EXERCISE INSTRUCTIONS >>
Repeat word for word, please, only the lines of the material from the one containing "Label: church steeple" through its final line, both ends included.

[GIVEN RECORDS Boundary: Start]

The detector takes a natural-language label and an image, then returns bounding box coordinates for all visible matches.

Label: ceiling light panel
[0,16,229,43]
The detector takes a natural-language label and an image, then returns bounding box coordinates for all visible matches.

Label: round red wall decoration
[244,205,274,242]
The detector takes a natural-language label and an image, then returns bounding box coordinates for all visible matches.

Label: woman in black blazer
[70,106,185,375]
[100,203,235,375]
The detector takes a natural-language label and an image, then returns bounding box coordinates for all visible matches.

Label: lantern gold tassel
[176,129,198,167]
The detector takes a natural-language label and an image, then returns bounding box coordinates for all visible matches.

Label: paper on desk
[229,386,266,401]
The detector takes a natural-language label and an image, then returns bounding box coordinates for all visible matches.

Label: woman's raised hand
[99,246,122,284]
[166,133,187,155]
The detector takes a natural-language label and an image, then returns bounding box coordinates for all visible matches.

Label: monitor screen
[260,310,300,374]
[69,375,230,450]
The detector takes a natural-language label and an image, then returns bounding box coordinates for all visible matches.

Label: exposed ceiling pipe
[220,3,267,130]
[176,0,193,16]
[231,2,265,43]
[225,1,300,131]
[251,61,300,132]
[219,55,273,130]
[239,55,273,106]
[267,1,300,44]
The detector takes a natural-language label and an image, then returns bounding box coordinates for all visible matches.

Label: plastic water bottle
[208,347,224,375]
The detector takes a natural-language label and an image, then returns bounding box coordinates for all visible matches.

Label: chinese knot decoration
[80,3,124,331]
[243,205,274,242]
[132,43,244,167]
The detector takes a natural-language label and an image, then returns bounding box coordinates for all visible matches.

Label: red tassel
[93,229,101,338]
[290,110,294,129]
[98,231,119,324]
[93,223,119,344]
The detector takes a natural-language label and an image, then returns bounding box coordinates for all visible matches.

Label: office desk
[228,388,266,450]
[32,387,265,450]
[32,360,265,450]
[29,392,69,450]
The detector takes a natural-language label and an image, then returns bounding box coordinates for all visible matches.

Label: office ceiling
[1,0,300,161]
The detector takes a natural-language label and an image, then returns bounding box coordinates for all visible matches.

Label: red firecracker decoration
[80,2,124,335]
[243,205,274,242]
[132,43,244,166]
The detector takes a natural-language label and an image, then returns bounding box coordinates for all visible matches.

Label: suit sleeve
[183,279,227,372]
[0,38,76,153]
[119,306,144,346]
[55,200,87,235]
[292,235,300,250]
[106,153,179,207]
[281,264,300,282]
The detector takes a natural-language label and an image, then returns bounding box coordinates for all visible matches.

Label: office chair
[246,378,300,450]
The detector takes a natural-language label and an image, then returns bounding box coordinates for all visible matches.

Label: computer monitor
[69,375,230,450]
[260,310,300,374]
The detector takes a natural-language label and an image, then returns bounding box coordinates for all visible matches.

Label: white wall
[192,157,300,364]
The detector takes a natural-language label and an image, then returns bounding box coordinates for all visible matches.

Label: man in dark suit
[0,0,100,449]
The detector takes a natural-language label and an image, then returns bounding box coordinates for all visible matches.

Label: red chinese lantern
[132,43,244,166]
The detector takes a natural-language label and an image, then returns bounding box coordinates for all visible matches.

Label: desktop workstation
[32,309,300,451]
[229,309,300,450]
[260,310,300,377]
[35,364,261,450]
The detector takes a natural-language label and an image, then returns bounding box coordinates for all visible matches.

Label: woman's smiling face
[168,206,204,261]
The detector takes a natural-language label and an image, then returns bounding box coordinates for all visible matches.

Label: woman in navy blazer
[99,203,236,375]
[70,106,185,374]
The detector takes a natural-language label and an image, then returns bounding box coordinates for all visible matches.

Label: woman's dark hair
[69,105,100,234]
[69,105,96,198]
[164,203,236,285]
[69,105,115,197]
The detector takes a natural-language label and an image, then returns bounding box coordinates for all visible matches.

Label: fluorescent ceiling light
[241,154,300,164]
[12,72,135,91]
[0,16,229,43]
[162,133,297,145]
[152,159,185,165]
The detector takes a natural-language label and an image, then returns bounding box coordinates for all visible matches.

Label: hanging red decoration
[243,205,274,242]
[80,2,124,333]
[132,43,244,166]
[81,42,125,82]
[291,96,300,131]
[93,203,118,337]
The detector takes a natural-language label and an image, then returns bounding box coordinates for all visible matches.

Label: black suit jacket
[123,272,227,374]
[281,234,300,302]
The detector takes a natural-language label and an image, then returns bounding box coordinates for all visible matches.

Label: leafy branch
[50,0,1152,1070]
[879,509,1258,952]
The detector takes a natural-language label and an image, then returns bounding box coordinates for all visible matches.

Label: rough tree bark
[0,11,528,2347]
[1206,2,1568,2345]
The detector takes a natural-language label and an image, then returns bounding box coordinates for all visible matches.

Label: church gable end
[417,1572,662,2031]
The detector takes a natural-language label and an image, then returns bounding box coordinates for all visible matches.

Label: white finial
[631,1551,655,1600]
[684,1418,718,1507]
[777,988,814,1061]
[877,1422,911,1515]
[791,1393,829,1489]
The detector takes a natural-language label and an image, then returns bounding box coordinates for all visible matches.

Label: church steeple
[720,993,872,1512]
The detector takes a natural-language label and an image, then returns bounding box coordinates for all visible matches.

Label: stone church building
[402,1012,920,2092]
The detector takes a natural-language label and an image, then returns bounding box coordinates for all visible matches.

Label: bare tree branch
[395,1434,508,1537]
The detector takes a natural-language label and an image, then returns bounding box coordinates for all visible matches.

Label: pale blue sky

[GIVEN RECORDS Boundary: End]

ANSWER BOX >>
Label: church steeple
[720,993,872,1512]
The detector takes a natural-language label and an image, then returns bounding box coordinates for all visible matches.

Label: stone church building
[402,1012,920,2092]
The detector takes a natural-language label and an image, then returns bounding box coordinates for all visible matches.

Label: bare tree branch
[395,1434,508,1537]
The detector takes a natural-language label and an image, then returns bounding box coordinates for all visible matches.

Label: pale blue sky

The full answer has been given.